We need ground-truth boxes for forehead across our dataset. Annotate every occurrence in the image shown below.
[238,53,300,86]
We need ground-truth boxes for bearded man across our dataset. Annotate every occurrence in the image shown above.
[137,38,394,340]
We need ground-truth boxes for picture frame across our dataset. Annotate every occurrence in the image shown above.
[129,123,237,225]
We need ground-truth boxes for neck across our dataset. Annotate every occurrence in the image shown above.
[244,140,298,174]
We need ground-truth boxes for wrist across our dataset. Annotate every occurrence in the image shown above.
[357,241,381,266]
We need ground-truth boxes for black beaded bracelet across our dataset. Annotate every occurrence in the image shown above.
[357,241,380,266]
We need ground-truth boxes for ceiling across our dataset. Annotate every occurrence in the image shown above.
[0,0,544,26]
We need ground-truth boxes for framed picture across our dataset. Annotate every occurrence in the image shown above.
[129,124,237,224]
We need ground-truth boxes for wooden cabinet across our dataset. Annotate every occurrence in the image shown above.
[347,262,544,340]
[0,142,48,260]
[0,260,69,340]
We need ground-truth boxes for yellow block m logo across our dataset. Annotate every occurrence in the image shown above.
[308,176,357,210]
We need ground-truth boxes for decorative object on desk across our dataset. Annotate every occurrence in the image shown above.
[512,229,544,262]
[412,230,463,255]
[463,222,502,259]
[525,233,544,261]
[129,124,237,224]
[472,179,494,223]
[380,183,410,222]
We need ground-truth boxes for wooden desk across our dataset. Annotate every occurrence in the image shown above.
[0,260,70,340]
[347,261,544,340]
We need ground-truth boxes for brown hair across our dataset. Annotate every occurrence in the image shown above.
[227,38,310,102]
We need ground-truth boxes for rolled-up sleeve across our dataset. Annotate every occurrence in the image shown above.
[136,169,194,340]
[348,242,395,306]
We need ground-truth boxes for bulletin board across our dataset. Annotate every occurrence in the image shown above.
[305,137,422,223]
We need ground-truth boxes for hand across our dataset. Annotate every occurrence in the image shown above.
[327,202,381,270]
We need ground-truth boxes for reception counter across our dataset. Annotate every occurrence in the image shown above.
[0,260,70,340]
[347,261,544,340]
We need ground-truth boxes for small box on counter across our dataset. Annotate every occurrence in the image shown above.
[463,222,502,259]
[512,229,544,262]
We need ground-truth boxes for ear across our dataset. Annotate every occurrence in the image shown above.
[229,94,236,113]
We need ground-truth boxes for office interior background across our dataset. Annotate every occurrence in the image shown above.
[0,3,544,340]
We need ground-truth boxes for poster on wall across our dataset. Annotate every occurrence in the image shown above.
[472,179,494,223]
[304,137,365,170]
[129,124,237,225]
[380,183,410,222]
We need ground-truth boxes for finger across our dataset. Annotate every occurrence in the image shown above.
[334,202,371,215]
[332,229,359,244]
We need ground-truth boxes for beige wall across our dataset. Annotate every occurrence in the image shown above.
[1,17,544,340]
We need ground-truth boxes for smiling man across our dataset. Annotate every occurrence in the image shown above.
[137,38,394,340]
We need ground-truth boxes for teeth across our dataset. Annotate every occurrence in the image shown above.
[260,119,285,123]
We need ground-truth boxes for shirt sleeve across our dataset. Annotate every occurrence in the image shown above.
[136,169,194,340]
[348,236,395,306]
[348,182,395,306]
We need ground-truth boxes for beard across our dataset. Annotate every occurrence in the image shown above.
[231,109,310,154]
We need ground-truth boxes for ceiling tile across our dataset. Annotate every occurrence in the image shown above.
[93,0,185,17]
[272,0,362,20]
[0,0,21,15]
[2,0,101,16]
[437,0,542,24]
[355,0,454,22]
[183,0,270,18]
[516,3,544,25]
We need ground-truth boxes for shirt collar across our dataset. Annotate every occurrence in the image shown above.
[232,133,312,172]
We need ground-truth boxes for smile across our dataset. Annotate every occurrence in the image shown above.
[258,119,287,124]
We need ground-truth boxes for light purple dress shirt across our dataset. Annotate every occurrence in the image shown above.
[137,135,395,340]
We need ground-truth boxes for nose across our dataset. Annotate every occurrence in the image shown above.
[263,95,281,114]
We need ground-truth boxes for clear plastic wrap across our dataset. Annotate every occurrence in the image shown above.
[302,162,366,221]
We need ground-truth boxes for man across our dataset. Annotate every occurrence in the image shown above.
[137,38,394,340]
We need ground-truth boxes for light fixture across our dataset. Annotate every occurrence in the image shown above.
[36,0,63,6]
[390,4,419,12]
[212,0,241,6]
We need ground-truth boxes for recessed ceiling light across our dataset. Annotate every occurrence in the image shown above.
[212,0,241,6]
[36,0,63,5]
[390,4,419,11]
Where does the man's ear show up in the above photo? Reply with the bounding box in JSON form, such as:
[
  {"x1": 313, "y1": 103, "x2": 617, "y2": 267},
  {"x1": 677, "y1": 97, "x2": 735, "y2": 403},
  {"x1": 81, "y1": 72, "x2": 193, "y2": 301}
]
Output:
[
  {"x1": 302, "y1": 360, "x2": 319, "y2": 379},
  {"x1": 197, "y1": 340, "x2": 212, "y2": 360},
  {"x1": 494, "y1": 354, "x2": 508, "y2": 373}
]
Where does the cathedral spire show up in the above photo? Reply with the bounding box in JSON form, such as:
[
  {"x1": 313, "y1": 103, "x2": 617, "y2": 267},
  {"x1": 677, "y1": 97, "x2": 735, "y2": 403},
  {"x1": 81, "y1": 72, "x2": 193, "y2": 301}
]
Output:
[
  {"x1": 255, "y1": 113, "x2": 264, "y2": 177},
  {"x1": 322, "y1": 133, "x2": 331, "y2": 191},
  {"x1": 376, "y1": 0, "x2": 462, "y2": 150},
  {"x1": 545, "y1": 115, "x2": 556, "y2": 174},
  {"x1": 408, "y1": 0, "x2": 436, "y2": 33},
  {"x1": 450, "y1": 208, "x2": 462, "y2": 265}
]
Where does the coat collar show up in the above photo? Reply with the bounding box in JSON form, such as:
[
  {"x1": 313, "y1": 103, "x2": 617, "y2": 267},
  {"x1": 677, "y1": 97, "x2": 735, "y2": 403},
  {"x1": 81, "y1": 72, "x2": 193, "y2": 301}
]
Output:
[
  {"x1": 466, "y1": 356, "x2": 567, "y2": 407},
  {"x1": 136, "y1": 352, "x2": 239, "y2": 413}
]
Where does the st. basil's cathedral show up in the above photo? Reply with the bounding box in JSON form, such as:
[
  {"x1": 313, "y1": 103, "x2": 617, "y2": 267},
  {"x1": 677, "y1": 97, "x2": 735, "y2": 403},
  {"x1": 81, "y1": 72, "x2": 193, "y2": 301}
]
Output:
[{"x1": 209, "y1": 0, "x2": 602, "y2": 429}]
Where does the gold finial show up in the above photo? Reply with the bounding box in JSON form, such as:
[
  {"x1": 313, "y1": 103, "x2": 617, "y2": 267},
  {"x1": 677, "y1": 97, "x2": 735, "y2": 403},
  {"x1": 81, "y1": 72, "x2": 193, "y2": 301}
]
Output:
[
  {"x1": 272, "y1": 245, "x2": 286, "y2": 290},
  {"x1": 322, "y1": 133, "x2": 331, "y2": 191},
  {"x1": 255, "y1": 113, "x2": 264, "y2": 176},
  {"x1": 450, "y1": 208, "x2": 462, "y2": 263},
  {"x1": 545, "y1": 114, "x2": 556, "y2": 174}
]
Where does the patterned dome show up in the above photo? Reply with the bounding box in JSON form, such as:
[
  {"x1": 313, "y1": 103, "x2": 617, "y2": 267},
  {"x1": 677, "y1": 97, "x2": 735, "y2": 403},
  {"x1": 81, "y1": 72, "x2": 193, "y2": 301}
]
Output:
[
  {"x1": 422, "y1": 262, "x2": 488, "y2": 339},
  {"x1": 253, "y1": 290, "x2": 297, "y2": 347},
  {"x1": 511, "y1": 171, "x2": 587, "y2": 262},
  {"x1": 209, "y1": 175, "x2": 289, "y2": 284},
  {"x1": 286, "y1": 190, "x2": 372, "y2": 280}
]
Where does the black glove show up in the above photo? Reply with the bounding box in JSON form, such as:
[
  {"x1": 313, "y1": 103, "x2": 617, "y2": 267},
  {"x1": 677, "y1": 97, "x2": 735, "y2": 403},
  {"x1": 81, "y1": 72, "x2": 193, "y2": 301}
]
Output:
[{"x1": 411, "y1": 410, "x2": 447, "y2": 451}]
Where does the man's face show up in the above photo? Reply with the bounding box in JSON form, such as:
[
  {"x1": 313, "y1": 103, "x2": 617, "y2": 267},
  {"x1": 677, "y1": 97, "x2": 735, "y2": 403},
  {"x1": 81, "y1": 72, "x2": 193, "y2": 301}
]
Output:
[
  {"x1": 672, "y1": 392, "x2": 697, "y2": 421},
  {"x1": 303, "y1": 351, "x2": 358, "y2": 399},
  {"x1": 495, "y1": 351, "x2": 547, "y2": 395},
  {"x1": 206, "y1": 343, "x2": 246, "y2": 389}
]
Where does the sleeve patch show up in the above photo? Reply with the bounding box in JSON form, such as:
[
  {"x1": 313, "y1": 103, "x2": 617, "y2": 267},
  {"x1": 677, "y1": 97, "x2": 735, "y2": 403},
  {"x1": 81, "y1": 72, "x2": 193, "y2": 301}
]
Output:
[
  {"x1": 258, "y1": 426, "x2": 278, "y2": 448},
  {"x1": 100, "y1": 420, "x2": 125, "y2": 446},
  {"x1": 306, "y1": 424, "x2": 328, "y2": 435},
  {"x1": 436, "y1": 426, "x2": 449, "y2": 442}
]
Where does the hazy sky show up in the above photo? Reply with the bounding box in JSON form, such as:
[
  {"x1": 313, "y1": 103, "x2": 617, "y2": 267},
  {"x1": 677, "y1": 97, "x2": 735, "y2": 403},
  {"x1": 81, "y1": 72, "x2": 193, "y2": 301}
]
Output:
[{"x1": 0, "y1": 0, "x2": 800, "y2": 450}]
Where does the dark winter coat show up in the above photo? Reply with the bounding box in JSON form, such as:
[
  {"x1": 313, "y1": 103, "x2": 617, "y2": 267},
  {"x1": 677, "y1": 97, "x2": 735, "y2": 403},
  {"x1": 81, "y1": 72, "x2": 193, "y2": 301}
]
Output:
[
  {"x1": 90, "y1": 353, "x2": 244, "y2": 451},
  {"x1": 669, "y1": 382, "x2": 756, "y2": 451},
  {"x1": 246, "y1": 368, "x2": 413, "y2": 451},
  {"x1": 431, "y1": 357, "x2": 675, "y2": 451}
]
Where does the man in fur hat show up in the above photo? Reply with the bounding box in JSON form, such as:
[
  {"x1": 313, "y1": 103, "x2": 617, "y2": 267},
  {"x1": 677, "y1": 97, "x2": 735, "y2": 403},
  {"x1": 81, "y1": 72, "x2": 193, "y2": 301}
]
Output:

○ ○ ○ ○ ○ ○ ○

■ WHAT TO DO: Could you update the entries between the line holding "We need ground-truth boxes for ceiling tile" and the line holding "[232,133,312,172]", inclusive, by replacing "ceiling tile" with "ceiling panel", leaving everything else unchanged, and return only those lines?

■ TASK OUTPUT:
We need ground-truth boxes for ceiling panel across our dataset. Annotate every occurrence in the image shown above.
[93,0,185,17]
[272,0,362,20]
[0,0,21,15]
[2,0,101,16]
[437,0,542,24]
[355,0,454,22]
[183,0,270,18]
[516,3,544,25]
We need ground-truth boxes for shirt collar across our dataset. Annotate every occurrence in the image shown above.
[232,133,312,172]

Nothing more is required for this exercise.